*PROVIDED PASSAGE*.
*** Block opens ***
Submitted to: Meeting Abstract
Publication Type: Abstract only
Publication Acceptance Date: 8/15/1996
Publication Date: N/A
Citation: Interpretive Summary:
Technical Abstract: Pulmonary surfactant is bactericidal due to small, surfactant-associated anionic peptides (SAAP); H-GDDDDDD-OH, H-DDDDDDD-OH, and H-GADDDDDD-OH. The sequence of SAAP is similar to charge-neutralizing activation peptides found in some Group I serine protease, prohormone, and prodefensin zymogens. To assess bactericidal activity of these peptides, SAAP, trypsinogen activation peptide (TAP), and hormone PYL activation peptide from Xenopus laevis were synthesized and tested. Peptides induced killing of P. haemolytica and minimal bactericidal concentration50 was 0.11 plus or minus 0.01 SEM for TAP; 0.15 plus or minus 0.05 SEM for SAAP, and 0.05 plus or minus 0.01 for PYL. Antibacterial activity was also assessed in mice given Klebsiella pneumoniae via IT inoculation. After 18 h, mice given SAAP IT prior to infection or IV after infection had lower numbers of organisms in their lungs than mice given SAAP IT after infection. All mice had moderate suppurative pneumonia and moderate perivasculitis. SAAP, as part of pulmonary innate extracellular immune mechanisms, may suppress or reduce microbial colonization of the lower respiratory tract.
*** Block closes ***
*TASK LIST*.
**A.** Translate this sentence from the surfactant peptide abstract into Spanish: "All mice had moderate suppurative pneumonia and moderate perivasculitis."
**B.** According to the surfactant peptide abstract, which organism were the mice given via IT inoculation?

*GIVEN DATA*.
*** Block opens ***
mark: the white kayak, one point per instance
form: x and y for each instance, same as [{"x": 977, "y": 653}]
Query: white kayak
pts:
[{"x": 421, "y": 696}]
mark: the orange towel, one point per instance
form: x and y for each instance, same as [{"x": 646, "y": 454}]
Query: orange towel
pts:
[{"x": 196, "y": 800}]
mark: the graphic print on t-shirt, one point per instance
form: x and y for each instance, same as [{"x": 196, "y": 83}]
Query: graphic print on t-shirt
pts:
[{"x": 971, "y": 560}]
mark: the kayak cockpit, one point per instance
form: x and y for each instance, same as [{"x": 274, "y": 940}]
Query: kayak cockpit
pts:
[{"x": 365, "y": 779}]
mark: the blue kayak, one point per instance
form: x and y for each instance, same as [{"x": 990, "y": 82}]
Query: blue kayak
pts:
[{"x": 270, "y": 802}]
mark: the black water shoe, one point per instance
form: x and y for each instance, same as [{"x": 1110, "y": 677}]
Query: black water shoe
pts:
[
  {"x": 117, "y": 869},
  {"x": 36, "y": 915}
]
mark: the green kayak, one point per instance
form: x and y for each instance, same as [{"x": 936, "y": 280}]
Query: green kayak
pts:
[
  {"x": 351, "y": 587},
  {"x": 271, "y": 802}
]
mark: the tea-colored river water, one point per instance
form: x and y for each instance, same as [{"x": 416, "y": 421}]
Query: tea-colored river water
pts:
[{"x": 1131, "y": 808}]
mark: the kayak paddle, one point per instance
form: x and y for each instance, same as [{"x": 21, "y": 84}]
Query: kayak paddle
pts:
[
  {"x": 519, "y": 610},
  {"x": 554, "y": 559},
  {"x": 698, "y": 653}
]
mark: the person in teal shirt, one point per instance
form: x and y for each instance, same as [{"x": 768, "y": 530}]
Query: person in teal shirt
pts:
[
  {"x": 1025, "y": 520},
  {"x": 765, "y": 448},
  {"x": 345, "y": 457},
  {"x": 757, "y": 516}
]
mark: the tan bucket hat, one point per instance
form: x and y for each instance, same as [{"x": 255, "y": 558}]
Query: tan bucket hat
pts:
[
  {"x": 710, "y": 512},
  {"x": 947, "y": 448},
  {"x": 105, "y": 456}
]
*** Block closes ***
*SOLUTIONS FOR EACH TASK*.
**A.** Todos los ratones presentaron neumonía supurativa moderada y perivasculitis moderada.

**B.** Klebsiella pneumoniae